* [BRANO FORNITO]:
────────

E se è vero che nell’antichità ogni divinità ha il suo luogo epidemico, quello dove gioca in casa per intendersi, ce n’è una che invece è senza fissa dimora. È Dioniso – per i latini Bacco – il dio dell’ebbrezza e dell’estasi, lo straniero che danza, il principio attivo di una destabilizzazione che contagia i corpi e le anime. Nella prima scena delle Baccanti di Euripide, il dramma dionisiaco per antonomasia, il nume appare e dice «Tebe, eccomi, sono qui per sconvolgerti!». Ed è subito tragedia. Una febbre soprannaturale si diffonde a macchia d’olio tra la popolazione, con l’invasività di un virus, veloce come una freccia. Del resto in greco la parola ios, che vuol dire virus, significa anche saetta, forse in memoria dei dardi appestati scoccati da Apollo.
In queste “epidemie sacre” i greci mettono in scena i vantaggi e gli svantaggi del rapporto con tutto ciò che viene dall’esterno. Il disordine e la ricchezza della contaminazione, l’insidiosa e preziosa duplicità dello scambio. Che per gli antichi, come per noi moderni, è contatto ma è anche contagio. Ma in realtà, contatto e contagio sono due facce della stessa medaglia, l’endiadi costitutiva di quel corpo a corpo che è alla base della civiltà. E proprio a questa problematica insolubilità, che in un certo senso obbliga sempre a non scegliere, i nostri lontani antenati alludevano nei loro miti e nei loro riti. Ed è questa stessa insolubilità che oggi, in forma di virus, ha scatenato la tempesta perfetta nella nostra vita, facendo cortocircuitare pregi e difetti del sistema globale.
Ecco perché noi oggi siamo stretti in un dilemma insolubile come un responso d’oracolo. In bilico tra il desiderio di comunità e la ricerca di immunità. La voglia di vivere a stretto contatto con gli altri e il pericolo di essere contagiati. Un eccesso di apertura significa spalancare le paratie del male. Un eccesso di chiusura equivale ad un lockdown dell’anima.
Una volta per affrontare queste emergenze ci si affidava agli dei e ai santi. Ora attendiamo fidenti che il miracolo lo faccia la scienza. A meno che nel frattempo un dio non venga a salvarci.

────────

* [MATERIALE]:
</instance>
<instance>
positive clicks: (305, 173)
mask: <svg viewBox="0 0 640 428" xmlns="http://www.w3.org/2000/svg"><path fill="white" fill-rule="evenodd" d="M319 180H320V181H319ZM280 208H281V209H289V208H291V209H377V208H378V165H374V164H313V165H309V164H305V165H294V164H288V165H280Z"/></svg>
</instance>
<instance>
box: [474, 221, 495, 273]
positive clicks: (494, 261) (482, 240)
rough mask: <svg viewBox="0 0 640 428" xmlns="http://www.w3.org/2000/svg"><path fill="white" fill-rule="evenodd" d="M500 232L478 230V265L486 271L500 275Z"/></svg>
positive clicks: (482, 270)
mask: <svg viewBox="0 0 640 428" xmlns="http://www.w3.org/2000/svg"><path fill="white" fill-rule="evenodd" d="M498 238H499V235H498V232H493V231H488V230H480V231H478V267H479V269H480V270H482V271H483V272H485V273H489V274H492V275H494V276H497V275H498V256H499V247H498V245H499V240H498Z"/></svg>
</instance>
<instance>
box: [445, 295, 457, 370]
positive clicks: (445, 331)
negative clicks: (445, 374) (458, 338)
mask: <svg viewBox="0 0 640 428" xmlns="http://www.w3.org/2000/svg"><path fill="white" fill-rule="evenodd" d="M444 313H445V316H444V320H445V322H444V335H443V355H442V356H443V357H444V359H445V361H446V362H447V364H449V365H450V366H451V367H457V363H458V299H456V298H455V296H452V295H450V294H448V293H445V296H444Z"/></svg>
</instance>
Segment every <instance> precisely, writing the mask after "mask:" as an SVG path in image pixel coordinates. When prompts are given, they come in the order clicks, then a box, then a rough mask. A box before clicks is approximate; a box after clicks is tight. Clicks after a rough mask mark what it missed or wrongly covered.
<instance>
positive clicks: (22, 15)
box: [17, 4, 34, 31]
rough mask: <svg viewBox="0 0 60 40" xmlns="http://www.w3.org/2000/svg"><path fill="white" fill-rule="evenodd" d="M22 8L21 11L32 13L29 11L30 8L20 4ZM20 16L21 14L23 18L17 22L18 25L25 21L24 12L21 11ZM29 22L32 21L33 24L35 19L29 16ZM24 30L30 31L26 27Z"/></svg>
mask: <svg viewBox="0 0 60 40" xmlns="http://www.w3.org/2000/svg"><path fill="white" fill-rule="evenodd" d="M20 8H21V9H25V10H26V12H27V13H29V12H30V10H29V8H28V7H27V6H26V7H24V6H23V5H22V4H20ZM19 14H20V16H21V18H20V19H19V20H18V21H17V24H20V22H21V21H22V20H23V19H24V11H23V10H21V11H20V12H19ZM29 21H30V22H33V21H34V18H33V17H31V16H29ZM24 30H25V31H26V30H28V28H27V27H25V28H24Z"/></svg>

────────

* [ATTIVITÀ 1]:
Rispondi alle domande seguenti sul brano fornito:
(a) Con quale nome i latini chiamavano Dioniso?
(b) Oltre a "virus", che cosa significa la parola greca ios?
(c) A chi ci si affidava una volta per affrontare queste emergenze?
* [ATTIVITÀ 2]:
Secondo il brano fornito, perché oggi siamo stretti in un dilemma insolubile come un responso d'oracolo?

* [RISPOSTA 1]:
(a) Bacco.
(b) Saetta.
(c) Agli dei e ai santi.

* [RISPOSTA 2]:
Contatto e contagio sono due facce della stessa medaglia, e questa insolubilità oggi, in forma di virus, ha scatenato la tempesta perfetta nella nostra vita, facendo cortocircuitare pregi e difetti del sistema globale. Per questo siamo in bilico tra il desiderio di comunità e la ricerca di immunità.